Passage:
----------------------------------------
And maybe you think this must be an unusual incident; you think that capitalist Journalism would not often dare to play a trick like that! I happen to be reading "Socialism versus the State," by Emile Vandervelde, Belgian Minister of State, and come upon this paragraph:

It will be remembered, for example, that the "London Times" published, a few years ago, a series of unsigned articles, emanating, it was said from an impartial observer, against the municipal lighting systems in England. These articles made the tour of Europe. They furnish, even today, arguments for the opponents of municipalization. Now, a short time after their publication, it was learned that the "impartial observer" was the general manager of one of the big electric light and power companies of London.

Doubleday, Page and Company published "The Jungle," and it became the best-selling book, not only in America, but also in Great Britain and its colonies, and was translated into seventeen languages. It became also the subject of a terrific political controversy.
----------------------------------------
Material:
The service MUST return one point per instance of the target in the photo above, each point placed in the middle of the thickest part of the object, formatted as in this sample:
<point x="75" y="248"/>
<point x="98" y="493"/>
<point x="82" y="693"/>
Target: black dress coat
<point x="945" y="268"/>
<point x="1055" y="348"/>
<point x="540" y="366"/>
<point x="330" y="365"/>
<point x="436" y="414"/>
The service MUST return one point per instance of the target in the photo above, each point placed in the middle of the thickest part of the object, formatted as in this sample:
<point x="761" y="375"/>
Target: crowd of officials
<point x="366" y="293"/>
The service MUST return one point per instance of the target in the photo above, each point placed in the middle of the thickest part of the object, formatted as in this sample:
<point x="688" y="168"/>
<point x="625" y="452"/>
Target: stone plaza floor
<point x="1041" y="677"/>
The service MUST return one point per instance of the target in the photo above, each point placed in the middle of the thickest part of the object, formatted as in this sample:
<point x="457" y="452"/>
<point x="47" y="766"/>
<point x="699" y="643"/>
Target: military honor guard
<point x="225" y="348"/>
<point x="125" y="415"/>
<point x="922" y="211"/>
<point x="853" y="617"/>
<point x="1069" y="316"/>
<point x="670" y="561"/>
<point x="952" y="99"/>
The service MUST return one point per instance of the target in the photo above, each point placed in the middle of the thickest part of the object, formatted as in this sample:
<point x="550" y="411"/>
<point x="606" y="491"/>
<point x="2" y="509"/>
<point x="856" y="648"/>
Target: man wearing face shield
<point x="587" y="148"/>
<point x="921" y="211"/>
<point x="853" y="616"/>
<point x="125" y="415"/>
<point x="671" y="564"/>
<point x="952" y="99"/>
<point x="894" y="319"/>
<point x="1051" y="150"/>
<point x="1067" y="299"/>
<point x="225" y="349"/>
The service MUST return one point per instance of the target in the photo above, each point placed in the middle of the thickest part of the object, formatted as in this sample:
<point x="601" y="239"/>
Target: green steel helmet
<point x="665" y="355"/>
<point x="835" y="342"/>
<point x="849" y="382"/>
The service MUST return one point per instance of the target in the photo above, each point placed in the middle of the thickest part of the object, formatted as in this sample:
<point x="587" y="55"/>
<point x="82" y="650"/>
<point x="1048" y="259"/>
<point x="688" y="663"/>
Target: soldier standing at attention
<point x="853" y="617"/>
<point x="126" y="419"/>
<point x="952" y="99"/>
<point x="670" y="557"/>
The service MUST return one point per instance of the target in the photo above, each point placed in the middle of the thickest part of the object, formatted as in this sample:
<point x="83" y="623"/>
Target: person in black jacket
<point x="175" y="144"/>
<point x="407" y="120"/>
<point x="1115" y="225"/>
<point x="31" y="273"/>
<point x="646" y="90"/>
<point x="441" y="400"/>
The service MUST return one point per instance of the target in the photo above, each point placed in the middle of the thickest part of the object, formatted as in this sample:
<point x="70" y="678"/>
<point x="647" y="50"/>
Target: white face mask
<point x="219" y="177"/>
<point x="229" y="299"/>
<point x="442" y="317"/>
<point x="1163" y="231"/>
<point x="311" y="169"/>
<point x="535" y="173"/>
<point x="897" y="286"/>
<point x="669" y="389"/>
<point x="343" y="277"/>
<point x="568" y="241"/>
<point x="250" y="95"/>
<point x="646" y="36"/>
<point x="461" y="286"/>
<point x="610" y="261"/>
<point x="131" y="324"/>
----------------------------------------
Exercise requirements:
(a) According to the passage, who turned out to be the "impartial observer" behind the unsigned articles in the "London Times"?
(b) Pick out every line of the listing that contains the string "face". Case counts.

Solutions by task:
(a) The general manager of one of the big electric light and power companies of London.

(b)
Target: man wearing face shield
Target: white face mask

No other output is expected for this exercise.